▶ [AVAILABLE DATA]
-------------------------

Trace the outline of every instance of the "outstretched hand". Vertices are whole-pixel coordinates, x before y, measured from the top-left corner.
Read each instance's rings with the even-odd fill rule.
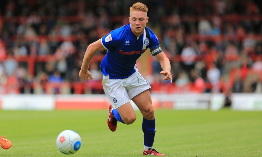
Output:
[[[172,83],[172,74],[170,72],[168,71],[162,71],[160,72],[160,74],[166,76],[164,78],[163,81],[167,81],[168,80],[170,80],[170,83]]]
[[[80,71],[79,72],[79,76],[84,80],[89,80],[90,78],[92,80],[94,80],[94,78],[92,76],[92,74],[89,70],[84,71],[82,70],[80,70]]]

-------------------------

▶ [STATED PROBLEM]
Reproduce the records above line for line and verbatim, omitting the pictures.

▶ [WRITTEN RESPONSE]
Trace the outline of every instance of the "outstretched hand". Vertices are whole-pixel coordinates, x before y, measured from the top-left corner.
Read each instance's rings with the even-odd fill rule.
Output:
[[[172,83],[172,74],[170,72],[168,71],[162,71],[160,72],[160,74],[166,76],[164,78],[163,81],[167,81],[168,80],[170,80],[170,83]]]
[[[80,71],[79,72],[79,76],[84,80],[89,80],[90,78],[92,80],[94,80],[94,78],[92,76],[92,74],[89,70],[84,71],[82,70],[80,70]]]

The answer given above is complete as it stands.